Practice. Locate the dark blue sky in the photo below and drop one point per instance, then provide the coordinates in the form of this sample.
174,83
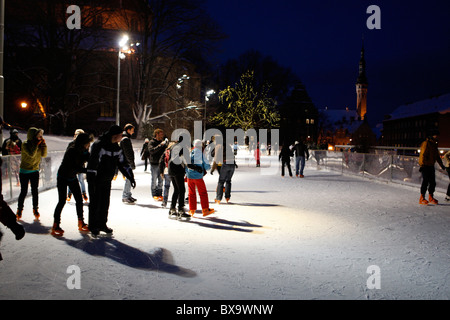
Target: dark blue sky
407,60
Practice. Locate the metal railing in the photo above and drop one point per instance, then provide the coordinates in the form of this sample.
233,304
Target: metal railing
383,167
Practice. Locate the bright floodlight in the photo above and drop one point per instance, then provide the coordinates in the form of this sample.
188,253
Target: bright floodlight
123,41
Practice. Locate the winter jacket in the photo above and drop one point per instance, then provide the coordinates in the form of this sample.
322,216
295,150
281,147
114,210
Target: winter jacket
285,154
32,151
301,150
73,161
429,154
198,165
447,159
156,149
145,154
105,158
127,148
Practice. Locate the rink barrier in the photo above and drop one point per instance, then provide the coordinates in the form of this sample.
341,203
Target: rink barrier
388,168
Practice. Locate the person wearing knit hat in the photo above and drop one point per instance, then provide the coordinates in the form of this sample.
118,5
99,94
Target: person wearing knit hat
80,176
106,156
194,173
75,157
33,150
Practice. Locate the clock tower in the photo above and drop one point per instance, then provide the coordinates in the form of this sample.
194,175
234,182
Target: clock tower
361,87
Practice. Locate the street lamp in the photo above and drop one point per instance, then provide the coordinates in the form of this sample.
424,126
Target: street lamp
207,95
122,46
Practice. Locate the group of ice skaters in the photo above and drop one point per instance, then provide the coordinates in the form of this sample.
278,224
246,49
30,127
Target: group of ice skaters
113,152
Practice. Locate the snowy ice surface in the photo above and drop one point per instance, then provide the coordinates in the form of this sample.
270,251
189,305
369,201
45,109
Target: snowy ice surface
278,239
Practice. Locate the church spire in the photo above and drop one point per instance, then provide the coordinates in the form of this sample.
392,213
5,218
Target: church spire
361,87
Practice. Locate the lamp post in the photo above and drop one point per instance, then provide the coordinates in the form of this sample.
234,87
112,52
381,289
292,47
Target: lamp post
2,86
207,95
120,55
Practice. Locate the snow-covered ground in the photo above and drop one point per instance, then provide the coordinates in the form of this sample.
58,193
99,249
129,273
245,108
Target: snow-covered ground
278,239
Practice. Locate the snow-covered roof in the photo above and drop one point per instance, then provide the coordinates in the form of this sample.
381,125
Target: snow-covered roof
439,104
342,118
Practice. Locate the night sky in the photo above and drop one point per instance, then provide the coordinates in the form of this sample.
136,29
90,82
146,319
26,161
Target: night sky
407,60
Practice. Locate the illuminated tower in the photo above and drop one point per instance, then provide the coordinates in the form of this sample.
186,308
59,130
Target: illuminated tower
361,87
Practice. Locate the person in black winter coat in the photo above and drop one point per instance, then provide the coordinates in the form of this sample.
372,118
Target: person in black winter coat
285,157
75,157
301,154
156,147
128,152
106,156
7,216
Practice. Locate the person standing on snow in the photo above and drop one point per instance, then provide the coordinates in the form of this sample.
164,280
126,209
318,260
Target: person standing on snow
80,176
75,157
447,161
145,154
106,156
301,154
285,157
128,152
33,150
194,172
429,155
156,147
177,167
225,154
7,216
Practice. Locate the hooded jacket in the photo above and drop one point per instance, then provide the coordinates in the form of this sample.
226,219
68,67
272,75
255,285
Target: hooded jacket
105,158
32,151
429,154
75,158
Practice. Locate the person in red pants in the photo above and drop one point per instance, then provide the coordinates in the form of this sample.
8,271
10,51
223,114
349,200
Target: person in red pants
194,173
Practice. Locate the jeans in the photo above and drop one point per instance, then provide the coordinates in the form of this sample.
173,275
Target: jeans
126,194
33,179
156,181
428,180
179,191
74,186
226,173
299,165
166,187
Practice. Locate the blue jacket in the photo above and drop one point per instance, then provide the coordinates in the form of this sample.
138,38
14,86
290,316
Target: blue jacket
198,160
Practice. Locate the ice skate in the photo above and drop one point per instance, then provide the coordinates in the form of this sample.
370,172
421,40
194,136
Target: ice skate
183,216
57,231
19,214
36,213
207,211
82,227
432,200
106,229
172,213
422,200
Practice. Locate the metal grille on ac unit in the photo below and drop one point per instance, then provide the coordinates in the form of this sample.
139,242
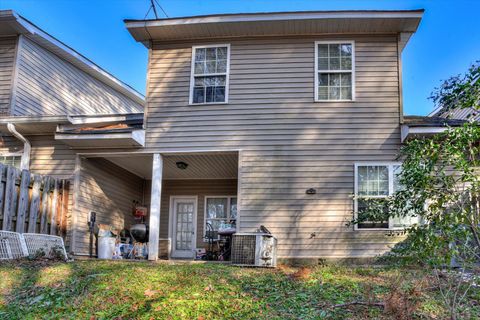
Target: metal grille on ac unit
254,249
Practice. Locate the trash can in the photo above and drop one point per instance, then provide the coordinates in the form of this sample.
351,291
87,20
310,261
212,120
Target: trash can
106,247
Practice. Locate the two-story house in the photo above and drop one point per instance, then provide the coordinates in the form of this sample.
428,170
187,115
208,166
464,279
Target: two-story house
287,120
297,114
47,91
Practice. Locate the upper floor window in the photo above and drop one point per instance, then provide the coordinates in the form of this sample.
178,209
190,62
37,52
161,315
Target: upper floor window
209,75
334,71
13,160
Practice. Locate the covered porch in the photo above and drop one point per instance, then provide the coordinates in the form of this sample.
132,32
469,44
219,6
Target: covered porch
183,193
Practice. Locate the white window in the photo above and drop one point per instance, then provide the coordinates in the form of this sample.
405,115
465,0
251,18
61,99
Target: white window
13,160
375,182
334,71
209,75
220,211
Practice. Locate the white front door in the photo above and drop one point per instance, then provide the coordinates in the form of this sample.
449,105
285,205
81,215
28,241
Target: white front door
184,222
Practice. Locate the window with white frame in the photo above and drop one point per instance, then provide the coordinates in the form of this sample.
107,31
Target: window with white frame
220,211
209,75
374,182
13,160
334,71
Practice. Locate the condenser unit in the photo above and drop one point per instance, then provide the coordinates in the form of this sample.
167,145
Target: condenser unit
254,250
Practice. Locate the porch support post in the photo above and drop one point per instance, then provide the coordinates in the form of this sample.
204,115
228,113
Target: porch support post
154,225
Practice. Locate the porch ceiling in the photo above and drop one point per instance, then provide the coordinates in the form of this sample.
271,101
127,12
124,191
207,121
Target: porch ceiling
200,166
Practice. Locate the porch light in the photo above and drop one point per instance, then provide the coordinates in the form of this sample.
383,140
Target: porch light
182,165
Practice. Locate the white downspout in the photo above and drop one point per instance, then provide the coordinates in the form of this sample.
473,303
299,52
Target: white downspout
25,163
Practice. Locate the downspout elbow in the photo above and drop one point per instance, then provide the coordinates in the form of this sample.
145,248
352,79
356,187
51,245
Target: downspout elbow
25,163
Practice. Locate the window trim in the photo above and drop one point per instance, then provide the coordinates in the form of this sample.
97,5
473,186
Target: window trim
390,165
229,201
316,71
192,74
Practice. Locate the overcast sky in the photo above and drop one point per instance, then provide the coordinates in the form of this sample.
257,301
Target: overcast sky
446,43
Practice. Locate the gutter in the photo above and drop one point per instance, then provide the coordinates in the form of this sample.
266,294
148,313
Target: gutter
25,163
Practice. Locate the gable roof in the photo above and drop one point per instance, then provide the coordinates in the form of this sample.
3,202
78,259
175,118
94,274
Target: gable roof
275,24
12,23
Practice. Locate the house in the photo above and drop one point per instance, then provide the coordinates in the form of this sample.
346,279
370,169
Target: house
309,104
48,91
287,120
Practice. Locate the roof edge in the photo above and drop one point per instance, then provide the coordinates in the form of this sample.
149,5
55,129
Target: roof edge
235,17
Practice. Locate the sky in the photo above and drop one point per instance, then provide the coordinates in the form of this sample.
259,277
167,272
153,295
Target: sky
446,43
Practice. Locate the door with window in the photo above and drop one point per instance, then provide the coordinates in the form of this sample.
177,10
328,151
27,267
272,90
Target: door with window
184,227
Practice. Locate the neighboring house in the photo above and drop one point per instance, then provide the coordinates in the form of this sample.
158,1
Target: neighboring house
287,120
47,90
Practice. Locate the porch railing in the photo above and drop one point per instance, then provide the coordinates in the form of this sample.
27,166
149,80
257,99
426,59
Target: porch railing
32,203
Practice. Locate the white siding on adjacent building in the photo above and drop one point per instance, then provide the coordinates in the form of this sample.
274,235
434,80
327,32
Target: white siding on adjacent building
7,57
49,85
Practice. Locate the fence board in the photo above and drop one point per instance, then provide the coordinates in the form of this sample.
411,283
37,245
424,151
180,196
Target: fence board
34,203
54,208
8,209
44,210
22,202
2,189
64,209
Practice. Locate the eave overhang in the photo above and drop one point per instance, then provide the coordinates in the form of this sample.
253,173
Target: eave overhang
415,127
91,140
274,24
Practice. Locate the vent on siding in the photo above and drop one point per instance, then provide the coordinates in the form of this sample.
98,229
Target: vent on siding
243,249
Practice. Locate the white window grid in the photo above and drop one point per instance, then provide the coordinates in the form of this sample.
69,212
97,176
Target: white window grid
351,71
193,75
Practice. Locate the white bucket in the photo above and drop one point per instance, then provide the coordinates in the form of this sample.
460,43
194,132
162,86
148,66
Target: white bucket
106,247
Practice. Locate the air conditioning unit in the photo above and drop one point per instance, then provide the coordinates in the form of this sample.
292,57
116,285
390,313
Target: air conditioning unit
254,250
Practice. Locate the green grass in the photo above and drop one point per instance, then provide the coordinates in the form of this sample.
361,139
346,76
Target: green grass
142,290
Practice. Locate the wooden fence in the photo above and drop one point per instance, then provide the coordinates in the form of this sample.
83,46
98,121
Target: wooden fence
32,203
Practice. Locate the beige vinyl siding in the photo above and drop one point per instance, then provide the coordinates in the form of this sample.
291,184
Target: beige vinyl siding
47,84
197,188
7,62
289,143
109,191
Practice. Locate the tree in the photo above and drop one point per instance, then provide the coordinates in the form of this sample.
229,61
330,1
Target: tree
440,181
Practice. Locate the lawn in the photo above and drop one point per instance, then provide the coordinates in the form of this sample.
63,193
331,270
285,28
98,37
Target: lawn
142,290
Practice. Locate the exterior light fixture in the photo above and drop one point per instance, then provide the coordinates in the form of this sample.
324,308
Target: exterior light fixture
182,165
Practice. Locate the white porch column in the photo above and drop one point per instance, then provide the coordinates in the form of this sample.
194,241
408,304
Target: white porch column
154,225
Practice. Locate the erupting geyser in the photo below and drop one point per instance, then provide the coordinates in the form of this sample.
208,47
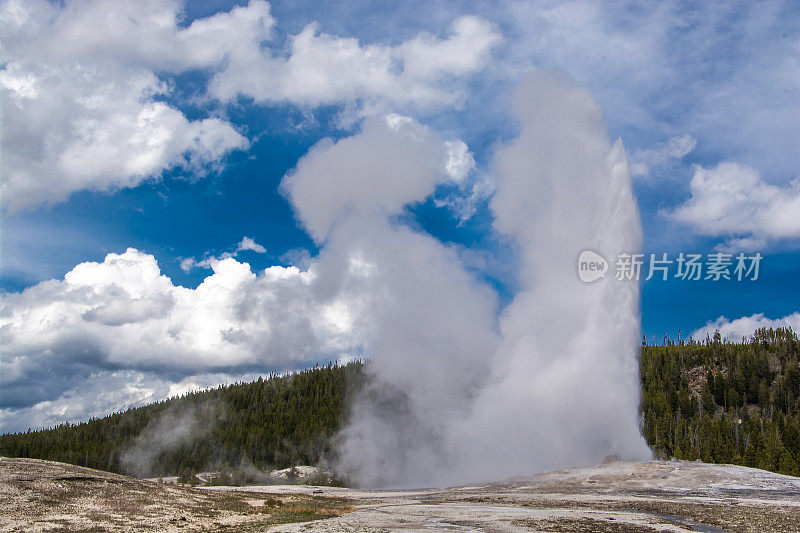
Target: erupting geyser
460,392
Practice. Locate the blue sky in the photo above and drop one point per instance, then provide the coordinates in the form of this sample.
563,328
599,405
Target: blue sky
172,135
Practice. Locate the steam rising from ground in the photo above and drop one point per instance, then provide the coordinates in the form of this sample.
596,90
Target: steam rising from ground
456,394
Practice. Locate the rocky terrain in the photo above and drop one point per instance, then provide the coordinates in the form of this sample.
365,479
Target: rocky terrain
614,497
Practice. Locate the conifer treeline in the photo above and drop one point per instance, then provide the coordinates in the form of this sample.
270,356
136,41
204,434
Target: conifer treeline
714,401
725,403
273,422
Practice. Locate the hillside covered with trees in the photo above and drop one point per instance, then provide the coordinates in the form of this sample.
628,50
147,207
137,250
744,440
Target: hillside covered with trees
273,422
725,403
712,400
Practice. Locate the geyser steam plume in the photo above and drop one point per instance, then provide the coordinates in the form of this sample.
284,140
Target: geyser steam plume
459,393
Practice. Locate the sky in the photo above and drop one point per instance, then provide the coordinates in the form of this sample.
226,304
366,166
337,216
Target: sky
175,194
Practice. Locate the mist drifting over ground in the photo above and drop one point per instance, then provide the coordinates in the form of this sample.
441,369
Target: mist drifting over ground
457,393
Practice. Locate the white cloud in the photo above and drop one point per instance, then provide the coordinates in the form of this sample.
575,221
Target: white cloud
405,162
661,155
84,93
321,69
249,244
83,107
732,201
246,244
122,317
744,327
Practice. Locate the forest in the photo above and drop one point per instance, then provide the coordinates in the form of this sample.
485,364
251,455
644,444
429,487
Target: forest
712,400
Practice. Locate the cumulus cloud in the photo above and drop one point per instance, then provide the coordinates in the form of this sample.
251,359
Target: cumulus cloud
325,69
123,315
362,294
246,244
444,366
734,202
744,327
85,86
83,107
404,161
249,244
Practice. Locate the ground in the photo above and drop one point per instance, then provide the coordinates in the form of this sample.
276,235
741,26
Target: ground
614,497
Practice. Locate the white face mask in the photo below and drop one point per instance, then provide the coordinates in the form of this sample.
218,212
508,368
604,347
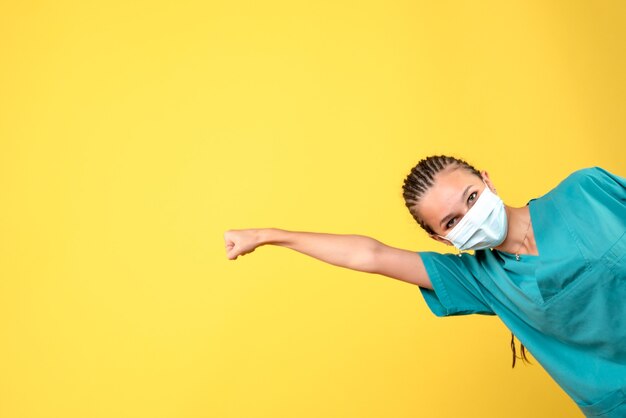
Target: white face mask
483,226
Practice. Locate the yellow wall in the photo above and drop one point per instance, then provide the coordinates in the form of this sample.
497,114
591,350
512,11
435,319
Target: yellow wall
133,134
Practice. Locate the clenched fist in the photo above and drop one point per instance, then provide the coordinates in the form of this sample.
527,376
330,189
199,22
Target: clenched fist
240,242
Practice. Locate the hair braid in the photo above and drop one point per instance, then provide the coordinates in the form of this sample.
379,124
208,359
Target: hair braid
422,177
417,183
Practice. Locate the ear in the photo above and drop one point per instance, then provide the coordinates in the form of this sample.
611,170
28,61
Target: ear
487,180
439,239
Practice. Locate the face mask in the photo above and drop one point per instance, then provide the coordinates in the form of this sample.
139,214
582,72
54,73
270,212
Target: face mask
483,226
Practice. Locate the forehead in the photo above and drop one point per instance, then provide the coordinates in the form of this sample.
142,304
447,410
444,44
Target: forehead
445,194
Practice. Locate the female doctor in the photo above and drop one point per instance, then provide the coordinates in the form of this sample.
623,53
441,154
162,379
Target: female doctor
554,270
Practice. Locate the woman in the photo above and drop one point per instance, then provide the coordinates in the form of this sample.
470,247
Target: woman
554,270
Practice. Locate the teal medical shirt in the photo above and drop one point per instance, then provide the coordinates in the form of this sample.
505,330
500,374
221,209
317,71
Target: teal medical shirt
568,304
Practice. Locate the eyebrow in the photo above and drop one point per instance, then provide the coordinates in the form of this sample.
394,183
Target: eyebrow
451,214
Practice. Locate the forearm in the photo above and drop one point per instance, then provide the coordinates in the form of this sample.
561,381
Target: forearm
355,252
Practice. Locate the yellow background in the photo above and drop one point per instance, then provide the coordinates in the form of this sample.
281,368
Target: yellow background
133,134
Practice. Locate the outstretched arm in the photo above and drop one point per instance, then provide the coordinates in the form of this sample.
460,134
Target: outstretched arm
356,252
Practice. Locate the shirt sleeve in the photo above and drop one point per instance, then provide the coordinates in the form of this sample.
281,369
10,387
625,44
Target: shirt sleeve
455,290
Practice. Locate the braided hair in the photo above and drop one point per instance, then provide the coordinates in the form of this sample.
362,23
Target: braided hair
422,177
419,181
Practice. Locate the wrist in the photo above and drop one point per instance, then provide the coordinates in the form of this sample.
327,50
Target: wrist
267,236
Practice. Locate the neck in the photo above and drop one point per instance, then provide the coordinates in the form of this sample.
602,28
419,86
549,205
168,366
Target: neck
520,238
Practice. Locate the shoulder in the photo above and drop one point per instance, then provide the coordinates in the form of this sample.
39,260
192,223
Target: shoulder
589,180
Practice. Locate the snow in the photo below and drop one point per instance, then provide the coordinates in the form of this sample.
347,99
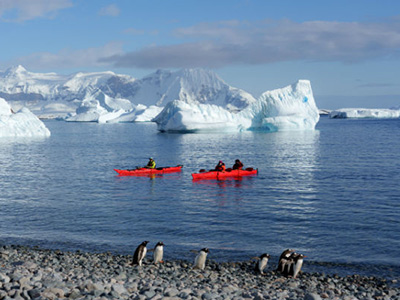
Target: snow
289,108
359,113
183,100
23,123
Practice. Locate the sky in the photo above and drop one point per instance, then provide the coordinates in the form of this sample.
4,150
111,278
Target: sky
349,50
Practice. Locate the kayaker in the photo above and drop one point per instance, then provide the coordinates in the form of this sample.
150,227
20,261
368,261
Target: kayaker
238,165
220,167
151,164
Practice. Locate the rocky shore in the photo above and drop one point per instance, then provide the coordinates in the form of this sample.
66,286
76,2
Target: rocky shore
31,273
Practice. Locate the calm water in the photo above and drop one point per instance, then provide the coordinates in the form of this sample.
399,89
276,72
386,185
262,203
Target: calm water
332,194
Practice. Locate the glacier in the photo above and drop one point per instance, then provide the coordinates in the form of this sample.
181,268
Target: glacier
362,113
22,123
289,108
183,100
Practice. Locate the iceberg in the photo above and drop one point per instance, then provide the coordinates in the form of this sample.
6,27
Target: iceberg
360,113
289,108
23,123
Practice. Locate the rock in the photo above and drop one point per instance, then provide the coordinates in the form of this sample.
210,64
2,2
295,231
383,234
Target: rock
119,288
34,293
312,296
171,292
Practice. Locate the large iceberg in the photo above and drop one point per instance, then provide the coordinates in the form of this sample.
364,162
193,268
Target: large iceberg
289,108
22,123
360,113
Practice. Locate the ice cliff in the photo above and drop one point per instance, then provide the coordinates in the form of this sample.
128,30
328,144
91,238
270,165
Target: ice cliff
22,123
289,108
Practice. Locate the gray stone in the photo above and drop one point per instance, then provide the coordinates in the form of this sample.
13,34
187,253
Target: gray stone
312,296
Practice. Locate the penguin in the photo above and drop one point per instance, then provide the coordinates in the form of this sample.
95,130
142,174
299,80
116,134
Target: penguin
262,263
284,260
158,253
297,264
140,253
289,265
200,260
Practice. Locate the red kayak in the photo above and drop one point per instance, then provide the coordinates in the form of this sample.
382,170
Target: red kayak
229,173
145,171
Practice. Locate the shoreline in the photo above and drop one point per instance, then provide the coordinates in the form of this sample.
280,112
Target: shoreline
34,273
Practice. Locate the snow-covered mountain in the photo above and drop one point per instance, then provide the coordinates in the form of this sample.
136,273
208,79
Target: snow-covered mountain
53,94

* * * * * * *

GIVEN INSTRUCTION: From the line holding "Practice. Locate the glacier" to the last line of the records, quote each line exactly and add nothing.

CORRECT OUTPUT:
Practice. Locate the glacier in the photo above and drop one point per instance, then provide the coordinates in the form of this sample.
181,268
Target: glacier
362,113
22,123
289,108
183,100
Practice. Locate the iceberg in the photo above and drop one point per instance, then provide the coordinates in the form of this sample.
6,27
Target: iceberg
360,113
289,108
23,123
Practice. Locate the rock in the photo above and drop one point per instance, then provide the coordinates in the form of this sample.
210,64
2,2
295,231
383,234
Target: rock
119,288
34,293
312,296
171,292
Practice. Locate the large iceberg in the photo above and drop one point per instance, then provide the coordinates in the form of this sample.
364,162
193,268
Target: large iceberg
289,108
22,123
360,113
Practice. Locate the ice cliff in the photo above and drop one point per instance, then provide the coordinates in the form of this sample.
128,30
328,144
91,238
270,165
Target: ice cliff
22,123
289,108
Practice. Locate the gray stone in the photo above and drop one point per instance, then provide the coordinates in the form of this sample.
13,34
187,253
Target: gray stone
312,296
Practice. Locate the penguin in the photo above and drop one point per instance, then provide the coordinates in the form of this sample.
95,130
142,174
299,80
116,134
Target: penguin
262,263
284,260
158,253
297,264
140,253
289,265
200,260
Practice. Locate the red kayak in the photo above and drop one point per instance, then provide the coordinates in the form of this sample.
382,170
Target: red kayak
229,173
145,171
Practice. Locate the shoreline in the photo above and drop one point per instance, then provide the coordinates in the form of this sample.
280,112
Target: shoreline
34,273
Practice. Locate the snow-covered mountain in the photo above and drop one point per instance, then provide the coordinates in the form of this sample.
136,273
208,79
Target: snow-covered mountain
53,94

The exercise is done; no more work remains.